[Opening Input data section]

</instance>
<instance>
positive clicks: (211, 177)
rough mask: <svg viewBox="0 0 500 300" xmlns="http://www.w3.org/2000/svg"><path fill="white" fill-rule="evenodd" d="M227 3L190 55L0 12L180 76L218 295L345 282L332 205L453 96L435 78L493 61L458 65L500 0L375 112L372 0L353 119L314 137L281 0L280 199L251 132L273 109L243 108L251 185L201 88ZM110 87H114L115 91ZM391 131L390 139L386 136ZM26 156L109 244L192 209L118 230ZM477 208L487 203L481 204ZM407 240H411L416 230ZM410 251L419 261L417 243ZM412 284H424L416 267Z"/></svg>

[Closing Input data section]
[Opening Input data section]

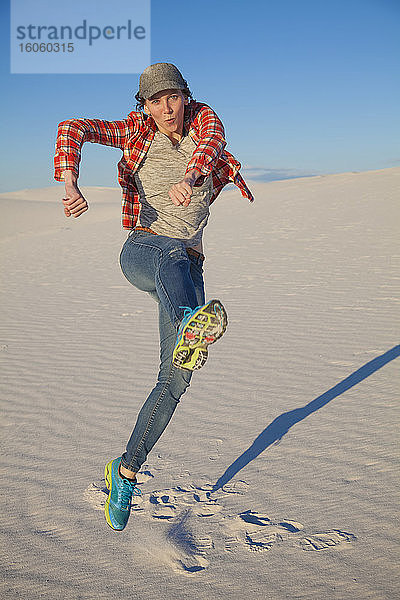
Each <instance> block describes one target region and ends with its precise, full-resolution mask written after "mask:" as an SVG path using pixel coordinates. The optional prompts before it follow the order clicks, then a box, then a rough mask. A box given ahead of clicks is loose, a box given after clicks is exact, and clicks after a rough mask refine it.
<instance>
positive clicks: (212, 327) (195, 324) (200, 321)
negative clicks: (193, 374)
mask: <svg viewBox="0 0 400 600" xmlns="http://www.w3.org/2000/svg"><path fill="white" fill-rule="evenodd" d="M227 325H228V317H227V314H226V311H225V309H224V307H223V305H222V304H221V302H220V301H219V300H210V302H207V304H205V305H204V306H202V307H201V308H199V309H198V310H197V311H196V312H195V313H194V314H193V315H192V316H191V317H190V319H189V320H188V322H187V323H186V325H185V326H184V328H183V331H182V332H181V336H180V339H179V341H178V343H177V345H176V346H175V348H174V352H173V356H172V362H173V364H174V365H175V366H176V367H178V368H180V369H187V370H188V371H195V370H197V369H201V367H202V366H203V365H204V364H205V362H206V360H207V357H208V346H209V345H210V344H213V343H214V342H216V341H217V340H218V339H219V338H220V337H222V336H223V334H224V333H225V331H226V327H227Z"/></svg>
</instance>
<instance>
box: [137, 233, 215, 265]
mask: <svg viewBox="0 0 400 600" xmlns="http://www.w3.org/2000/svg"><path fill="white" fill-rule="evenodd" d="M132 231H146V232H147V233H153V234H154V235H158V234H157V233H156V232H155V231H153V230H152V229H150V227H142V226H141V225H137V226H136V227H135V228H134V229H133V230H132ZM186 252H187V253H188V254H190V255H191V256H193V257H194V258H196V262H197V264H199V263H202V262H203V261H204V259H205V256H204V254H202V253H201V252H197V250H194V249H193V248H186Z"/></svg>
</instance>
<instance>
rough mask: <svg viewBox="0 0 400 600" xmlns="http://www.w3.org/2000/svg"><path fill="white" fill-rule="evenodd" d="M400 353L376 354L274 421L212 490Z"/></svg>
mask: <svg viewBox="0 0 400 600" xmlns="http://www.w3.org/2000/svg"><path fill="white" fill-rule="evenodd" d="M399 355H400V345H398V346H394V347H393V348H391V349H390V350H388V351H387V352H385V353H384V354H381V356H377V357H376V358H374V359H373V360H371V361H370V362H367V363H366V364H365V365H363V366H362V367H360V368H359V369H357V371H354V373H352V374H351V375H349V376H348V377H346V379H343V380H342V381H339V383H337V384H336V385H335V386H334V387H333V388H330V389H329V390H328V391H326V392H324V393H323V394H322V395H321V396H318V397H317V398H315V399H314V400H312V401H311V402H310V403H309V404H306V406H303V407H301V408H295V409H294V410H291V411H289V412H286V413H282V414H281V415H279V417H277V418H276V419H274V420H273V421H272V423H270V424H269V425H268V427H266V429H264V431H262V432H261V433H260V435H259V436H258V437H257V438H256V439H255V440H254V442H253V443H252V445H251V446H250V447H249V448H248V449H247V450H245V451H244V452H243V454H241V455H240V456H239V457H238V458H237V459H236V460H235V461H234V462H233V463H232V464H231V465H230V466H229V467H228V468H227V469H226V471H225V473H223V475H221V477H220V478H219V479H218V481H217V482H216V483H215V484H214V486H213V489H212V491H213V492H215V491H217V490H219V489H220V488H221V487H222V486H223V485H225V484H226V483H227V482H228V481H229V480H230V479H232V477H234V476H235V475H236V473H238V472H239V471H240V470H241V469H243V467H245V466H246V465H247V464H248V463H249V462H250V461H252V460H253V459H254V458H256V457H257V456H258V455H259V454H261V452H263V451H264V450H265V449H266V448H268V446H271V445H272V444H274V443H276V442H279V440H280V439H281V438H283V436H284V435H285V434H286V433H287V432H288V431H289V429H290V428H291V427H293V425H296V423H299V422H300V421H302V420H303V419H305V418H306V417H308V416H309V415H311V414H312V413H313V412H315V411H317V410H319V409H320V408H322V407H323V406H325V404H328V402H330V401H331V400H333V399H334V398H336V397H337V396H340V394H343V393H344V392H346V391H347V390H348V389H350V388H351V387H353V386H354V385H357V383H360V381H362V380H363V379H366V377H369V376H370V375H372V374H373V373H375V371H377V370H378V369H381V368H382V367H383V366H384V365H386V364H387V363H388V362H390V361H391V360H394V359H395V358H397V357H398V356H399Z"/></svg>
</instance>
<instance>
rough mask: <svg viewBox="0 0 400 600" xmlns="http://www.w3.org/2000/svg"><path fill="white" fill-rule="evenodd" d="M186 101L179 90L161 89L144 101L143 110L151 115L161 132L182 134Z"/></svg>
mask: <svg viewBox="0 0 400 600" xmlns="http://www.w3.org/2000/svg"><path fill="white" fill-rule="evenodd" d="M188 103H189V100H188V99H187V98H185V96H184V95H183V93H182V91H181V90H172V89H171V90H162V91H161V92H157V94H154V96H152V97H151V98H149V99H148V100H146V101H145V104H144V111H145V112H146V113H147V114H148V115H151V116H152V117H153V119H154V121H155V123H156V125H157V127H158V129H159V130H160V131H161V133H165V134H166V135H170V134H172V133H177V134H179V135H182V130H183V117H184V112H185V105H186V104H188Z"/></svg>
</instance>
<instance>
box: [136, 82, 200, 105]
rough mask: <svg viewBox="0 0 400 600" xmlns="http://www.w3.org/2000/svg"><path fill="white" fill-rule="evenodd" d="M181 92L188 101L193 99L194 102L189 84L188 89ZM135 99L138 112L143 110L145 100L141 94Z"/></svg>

[Closing Input data section]

Count the lines in the data above that contain the string "clicks", treating uppercase and lowercase as different. Reply with the number alone.

4